## TASK DETAILS
Format the records below as a numbered list, leaving out any blank lines.

## Raw records
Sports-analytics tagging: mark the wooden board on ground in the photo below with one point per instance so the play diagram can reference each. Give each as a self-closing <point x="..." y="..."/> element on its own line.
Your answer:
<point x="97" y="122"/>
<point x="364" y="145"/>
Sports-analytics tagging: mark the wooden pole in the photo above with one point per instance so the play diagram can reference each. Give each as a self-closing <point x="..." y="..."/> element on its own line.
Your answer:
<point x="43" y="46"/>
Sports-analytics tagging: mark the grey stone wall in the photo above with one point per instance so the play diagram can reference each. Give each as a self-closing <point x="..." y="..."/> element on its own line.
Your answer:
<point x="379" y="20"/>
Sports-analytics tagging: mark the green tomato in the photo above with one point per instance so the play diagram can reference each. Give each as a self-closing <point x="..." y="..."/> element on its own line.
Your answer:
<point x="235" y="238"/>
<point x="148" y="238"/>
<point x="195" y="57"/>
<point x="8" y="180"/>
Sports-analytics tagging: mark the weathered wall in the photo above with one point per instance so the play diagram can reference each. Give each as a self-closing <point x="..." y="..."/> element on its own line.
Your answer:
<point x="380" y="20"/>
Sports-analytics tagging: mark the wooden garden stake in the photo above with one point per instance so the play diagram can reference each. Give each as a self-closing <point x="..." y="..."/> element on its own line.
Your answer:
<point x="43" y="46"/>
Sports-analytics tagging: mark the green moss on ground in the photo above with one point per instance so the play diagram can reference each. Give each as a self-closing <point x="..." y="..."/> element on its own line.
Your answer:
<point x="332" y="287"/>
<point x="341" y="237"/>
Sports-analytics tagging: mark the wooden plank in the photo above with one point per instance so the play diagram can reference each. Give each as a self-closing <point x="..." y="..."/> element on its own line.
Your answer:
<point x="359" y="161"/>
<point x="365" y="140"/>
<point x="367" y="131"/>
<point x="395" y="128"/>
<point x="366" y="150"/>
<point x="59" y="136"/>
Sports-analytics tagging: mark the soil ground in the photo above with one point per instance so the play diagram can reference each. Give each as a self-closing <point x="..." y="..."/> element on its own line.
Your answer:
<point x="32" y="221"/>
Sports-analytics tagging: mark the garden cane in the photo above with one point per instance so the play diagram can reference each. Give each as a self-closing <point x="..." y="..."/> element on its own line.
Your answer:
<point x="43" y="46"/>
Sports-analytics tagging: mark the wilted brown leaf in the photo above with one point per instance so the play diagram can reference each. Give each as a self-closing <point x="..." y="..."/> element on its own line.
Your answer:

## FINAL RESULT
1. Sports-analytics tagging: mark the wooden board on ground in the photo below with one point per instance so the play diagram can reference each. Give each as a self-closing <point x="..." y="..."/> element on its own line.
2. Your answer:
3. <point x="97" y="122"/>
4. <point x="364" y="145"/>
5. Sports-analytics tagging: mark the wooden pole in the photo above with one point per instance so the play diagram can reference each. Give each as a self-closing <point x="..." y="..."/> element on its own line.
6. Your answer:
7. <point x="43" y="46"/>
8. Sports-analytics tagging: mark the grey stone wall in the photo above with one point per instance so the play diagram can reference each. Give each as a self-closing <point x="..." y="..."/> element on its own line.
9. Your answer:
10. <point x="379" y="20"/>
11. Sports-analytics tagging: mark the green tomato in the photo above with one point per instance so the play diagram can reference each. Give each as a self-closing <point x="..." y="..."/> element on its own line.
12. Your answer:
13. <point x="235" y="238"/>
14. <point x="148" y="238"/>
15. <point x="195" y="57"/>
16. <point x="8" y="180"/>
17. Sports-analytics tagging: mark the weathered wall in the photo above with one point per instance so the play diagram can reference each. Give each as a self-closing <point x="..." y="..."/> element on its own line.
18. Your answer:
19. <point x="380" y="20"/>
20. Sports-analytics tagging: mark the wooden garden stake in the photo above with one point per instance so the play diagram can reference each. Give each as a self-closing <point x="..." y="..."/> element on its own line.
21. Your answer:
22. <point x="43" y="46"/>
23. Sports-analytics tagging: mark the green moss on ground in the photo above with one point per instance so the play diagram can reference each. Give each as a self-closing <point x="..." y="..."/> element on its own line.
24. Your answer:
25. <point x="332" y="287"/>
26. <point x="341" y="237"/>
27. Sports-analytics tagging: mark the wooden plank in the photo above with one point per instance so the play diagram can reference each. Give each as a self-closing <point x="..." y="..."/> element on its own line.
28. Your answer:
29. <point x="359" y="161"/>
30. <point x="365" y="140"/>
31. <point x="367" y="131"/>
32. <point x="395" y="128"/>
33. <point x="366" y="150"/>
34. <point x="59" y="136"/>
35. Sports-analytics tagging: mark the soil ground in the photo above with one point per instance so the play diagram can reference each. Give each as a self-closing <point x="..." y="..."/> element on its own line.
36. Your answer:
37. <point x="32" y="221"/>
38. Sports-analytics tagging: mark the garden cane in the photo above with one point per instance so the play diagram can reference each. Give each as a self-closing <point x="..." y="..."/> element on its own line.
39. Your answer:
40. <point x="43" y="46"/>
41. Sports-analytics tagging: mark the wilted brown leaf in the photo above with one point per instance so the play diagram can reference each. Give each as a self-closing <point x="..." y="..."/> element on its own line.
42. Your answer:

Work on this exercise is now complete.